● **PROBLEM REQUIREMENTS**
Can you arrange all of the material below as a two-column CSV with the headers input and output, giving one row to each text and its answer, with each placed in a single quoted field and line breaks replaced by spaces?

[RECORDS SHOWN start]

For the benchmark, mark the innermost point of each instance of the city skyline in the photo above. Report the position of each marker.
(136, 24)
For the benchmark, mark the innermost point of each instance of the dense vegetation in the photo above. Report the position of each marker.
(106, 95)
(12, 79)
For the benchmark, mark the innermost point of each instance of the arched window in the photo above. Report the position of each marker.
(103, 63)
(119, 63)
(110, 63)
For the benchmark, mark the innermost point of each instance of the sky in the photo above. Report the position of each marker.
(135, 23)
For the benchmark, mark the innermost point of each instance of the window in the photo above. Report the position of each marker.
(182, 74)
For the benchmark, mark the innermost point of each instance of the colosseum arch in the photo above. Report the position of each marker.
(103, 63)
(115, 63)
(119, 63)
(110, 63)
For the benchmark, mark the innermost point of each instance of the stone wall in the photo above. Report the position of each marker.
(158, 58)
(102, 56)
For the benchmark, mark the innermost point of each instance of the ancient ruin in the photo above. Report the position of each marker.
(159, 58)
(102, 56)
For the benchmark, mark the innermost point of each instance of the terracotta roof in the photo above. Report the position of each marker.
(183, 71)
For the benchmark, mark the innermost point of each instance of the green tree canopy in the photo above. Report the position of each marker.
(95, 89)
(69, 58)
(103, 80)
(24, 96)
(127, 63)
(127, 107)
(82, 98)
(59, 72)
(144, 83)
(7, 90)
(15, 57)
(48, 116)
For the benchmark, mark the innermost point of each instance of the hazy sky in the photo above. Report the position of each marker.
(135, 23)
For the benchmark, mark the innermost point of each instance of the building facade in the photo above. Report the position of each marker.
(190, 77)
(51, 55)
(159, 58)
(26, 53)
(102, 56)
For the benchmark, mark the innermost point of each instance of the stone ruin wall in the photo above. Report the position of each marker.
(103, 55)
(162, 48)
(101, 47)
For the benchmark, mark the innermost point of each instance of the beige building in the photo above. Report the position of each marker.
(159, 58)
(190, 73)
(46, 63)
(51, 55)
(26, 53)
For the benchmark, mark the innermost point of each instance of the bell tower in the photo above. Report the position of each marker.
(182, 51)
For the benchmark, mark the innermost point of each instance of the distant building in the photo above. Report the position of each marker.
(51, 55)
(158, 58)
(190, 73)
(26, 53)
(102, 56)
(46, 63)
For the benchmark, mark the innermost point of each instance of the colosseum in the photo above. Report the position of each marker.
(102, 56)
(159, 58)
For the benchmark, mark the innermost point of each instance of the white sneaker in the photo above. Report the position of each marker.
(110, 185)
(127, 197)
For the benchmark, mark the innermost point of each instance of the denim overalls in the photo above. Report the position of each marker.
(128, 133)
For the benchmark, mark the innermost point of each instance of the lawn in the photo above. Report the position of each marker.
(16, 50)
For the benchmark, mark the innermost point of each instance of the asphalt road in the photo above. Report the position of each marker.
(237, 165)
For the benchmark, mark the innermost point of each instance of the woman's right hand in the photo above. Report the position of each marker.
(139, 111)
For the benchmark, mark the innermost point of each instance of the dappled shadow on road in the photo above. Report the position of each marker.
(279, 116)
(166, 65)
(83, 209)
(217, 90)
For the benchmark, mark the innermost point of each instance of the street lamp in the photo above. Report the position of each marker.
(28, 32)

[RECORDS SHOWN end]

● **FINAL RESULT**
input,output
"For the benchmark, mark the innermost point of each instance of the city skyline in the photo above. Report the position of each marker.","(136, 24)"
"For the benchmark, mark the innermost point of each instance of the dense vegetation in the photo above. Report the position of each marker.","(106, 95) (12, 79)"
"For the benchmark, mark the innermost point of each instance of the arched window in the photo above. Report the position of each marker.","(103, 63) (119, 63) (110, 63)"
"For the benchmark, mark the innermost point of each instance of the sky in the photo above. Report the position of each marker.","(135, 23)"
"For the benchmark, mark the innermost point of each instance of the window in the photo above. Report the position of each marker.","(182, 74)"
"For the benchmark, mark the innermost point of each instance of the colosseum arch in the photo above. Report the position of each marker.","(103, 63) (115, 63) (119, 63) (110, 63)"
"For the benchmark, mark the innermost point of each instance of the stone wall in the photo above. Report the position of each marker.","(158, 58) (102, 56)"
"For the benchmark, mark the innermost point of each instance of the ancient ruin in the photo above. Report the position of each marker.","(159, 58) (102, 56)"
"For the benchmark, mark the innermost point of each instance of the terracotta roof in the photo above. Report the position of each marker.","(183, 71)"
"For the benchmark, mark the innermost point of each instance of the green tree canopy in the photo above. Report the position of each marker.","(95, 89) (69, 58) (103, 80) (24, 96) (127, 63) (127, 107) (82, 98) (59, 72) (144, 83) (7, 90) (15, 57) (48, 116)"
"For the benchmark, mark the innermost point of each instance of the hazy sky in the photo above. Report the position of each marker.","(135, 23)"
"For the benchmark, mark the innermost point of each instance of the building facade in the photo above. Report the position of each marker.","(190, 77) (51, 55) (159, 58) (26, 53) (102, 56)"
"For the benchmark, mark the innermost point of each instance of the stone ruin wall in the photo above. Report the position of each marker.","(103, 55) (162, 48) (101, 47)"
"For the benchmark, mark the innermost point of each instance of the beige building in the photo above. Report the position of each marker.","(159, 58) (190, 73) (46, 63) (51, 55) (26, 53)"
"For the benchmark, mark the innermost point of each instance of the bell tower in the photo above. Report the position of each marker.","(182, 51)"
"For the benchmark, mark the innermost point of each instance of the distant building in the photo above. Report the position of each marker.","(51, 55) (158, 58) (190, 73) (26, 53) (102, 56) (46, 63)"
"For the benchmark, mark the innermost point of each instance of the colosseum in the photo above. Report the position of each marker.","(102, 56) (159, 58)"
"For the benchmark, mark the innermost point of each instance of the white sneaker in the photo above. Report the position of each marker.","(110, 185) (127, 197)"
"For the benchmark, mark the innermost point of each instance of the denim overalls in the photo above. Report the position of each marker.","(128, 133)"
"For the benchmark, mark the innermost point of each instance of the lawn in the photo above. Report the position of each marker.","(16, 50)"
"For the benchmark, mark the innermost point of each instance of the asphalt road in the photo above. Report the position of each marker.","(237, 165)"
"For the benchmark, mark the innermost point of each instance of the woman's right hand in the photo above. Report the position of each marker.","(139, 111)"
"For the benchmark, mark the innermost point of each instance of the dappled shadow on road in the photo above. Report the position of each marker.","(279, 116) (166, 65) (83, 209) (217, 90)"
"For the benchmark, mark the innermost point of each instance of the street lamp in the photo above. Report the position of each marker.","(28, 32)"